* [Texte source]:
------
Une autre question qui se pose à eux est évidemment l’attrait que peuvent encore avoir les pièces à l’affiche après une aussi longue absence. Rappelons en effet que les théâtres sont fermés depuis le 12 mars 2020, ce qui, pour beaucoup, représente une éternité… Certes, les gros succès vont certainement attirer à nouveau les foules et l’on s’attend avec optimisme à ce que des œuvres telles que Le Fantôme de l’Opéra , Le Roi lion, Hamilton et Wicked (un prologue au Magicien d’Oz), qui étaient déjà à l’affiche depuis des années avant la fermeture des théâtres, continueront à exercer leur fascination sur les foules.
On suppose également que d’autres titres comme Chicago, Aladdin, autre pièce à succès de Disney, ou Come From Away (une œuvre canadienne inspirée par l’attentat du 11-Septembre) poursuivront également leur carrière interrompue, avec tout autant de succès que par le passé. Mais qu’en sera-t-il des œuvres de moindre importance, qui, bien qu’ayant débuté avant la pandémie, n’ont pas eu la chance de pouvoir se faire une réputation au-delà des frontières de Broadway ? En effet, pour réussir, les nouvelles créations ont besoin de l’afflux des touristes venus d’autres États que celui de New York, qui représentent plus des trois quarts du public attiré par les spectacles à l’affiche. Or, il faut compter parfois plusieurs mois avant que ces foules ne viennent à New York, souvent à l’occasion de vacances organisées longtemps à l’avance.
------
* [Données]:
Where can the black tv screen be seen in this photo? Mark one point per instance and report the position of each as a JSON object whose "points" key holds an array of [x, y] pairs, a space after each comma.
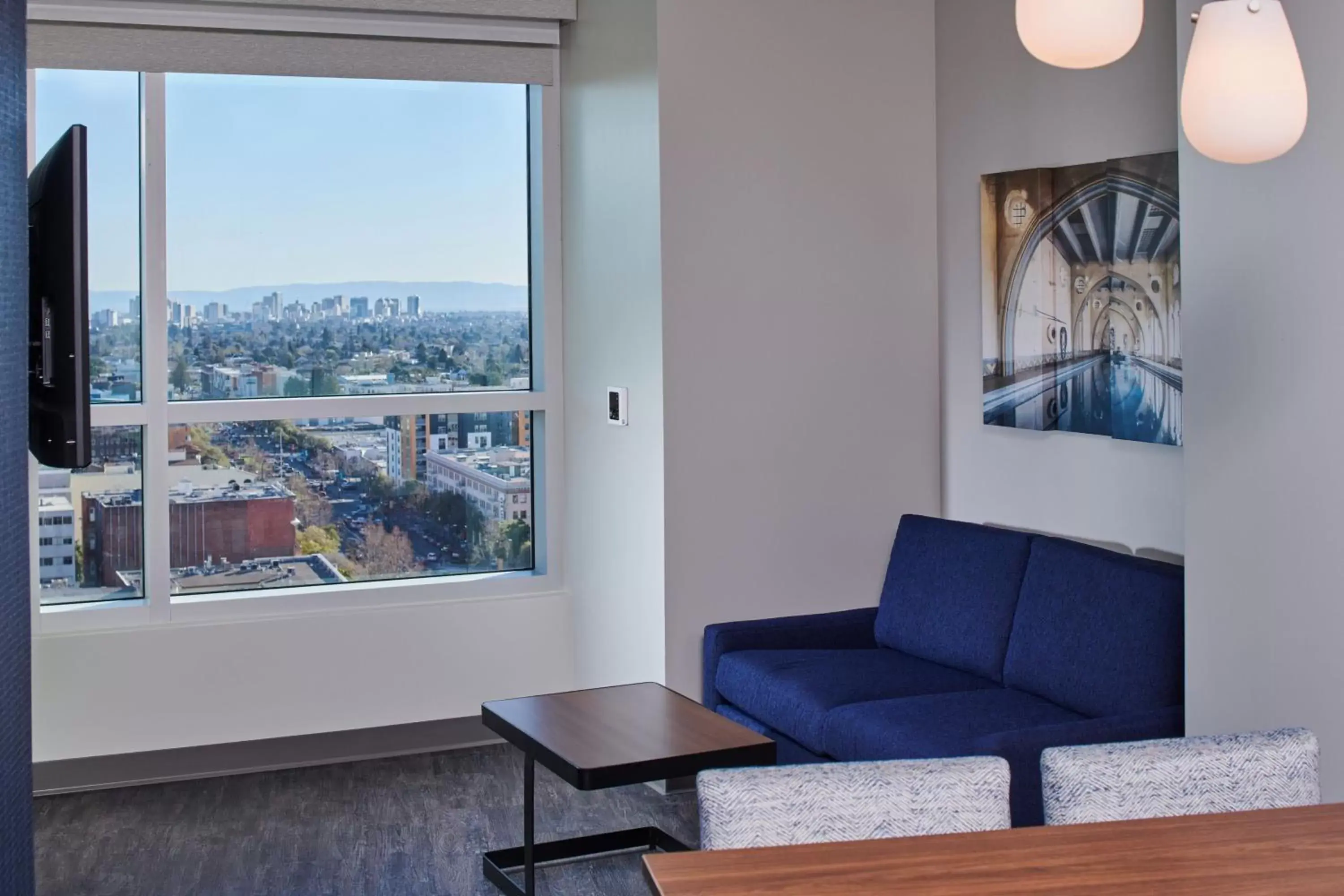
{"points": [[58, 306]]}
------
* [Consignes]:
• 1. Les affirmations suivantes s'accordent-elles avec le texte sur Broadway ? Répondez par oui ou non et citez les mots du texte qui tranchent.
(a) Les théâtres sont fermés depuis le 12 mars 2020.
(b) Come From Away est une œuvre américaine.
(c) Les touristes venus d'autres États que celui de New York forment moins de la moitié du public.
• 2. Poursuivez le texte sur Broadway après sa dernière phrase.

* [Réponses]:
• 1.
(a) Oui : « les théâtres sont fermés depuis le 12 mars 2020 »
(b) Non : « une œuvre canadienne inspirée par l’attentat du 11-Septembre »
(c) Non : « qui représentent plus des trois quarts du public attiré par les spectacles à l’affiche »

• 2.
Quant aux nouvelles œuvres déjà annoncées et qui devaient ouvrir avant la pandémie, nul ne sait quel va être leur sort dans les circonstances actuelles. En mars 2020, on parlait beaucoup de ces pièces sur le point de faire leurs débuts anticipés : Six, comédie musicale anglaise de style rock inspirée par l’histoire des six épouses du roi Henry VIII ; Mrs. Doubtfire, tiré du film du même nom ; Diana, autre pièce d’origine anglaise basée sur l’histoire de la Princesse de Galles ; Flying Over Sunset, œuvre psychédélique mettant en scène deux acteurs célèbres d’Hollywood, Cary Grant et Katherine Hepburn ; et une reprise fort attendue de The Music Man avec en têtes d’affiche Hugh Jackman et Sutton Foster, maintenant compromise depuis que son producteur, Scott Rudin, a annoncé son retrait, provoqué par les nombreuses critiques sur son attitude trop abusive vis-à-vis d’acteurs et d’autres personnes attachées à ses productions.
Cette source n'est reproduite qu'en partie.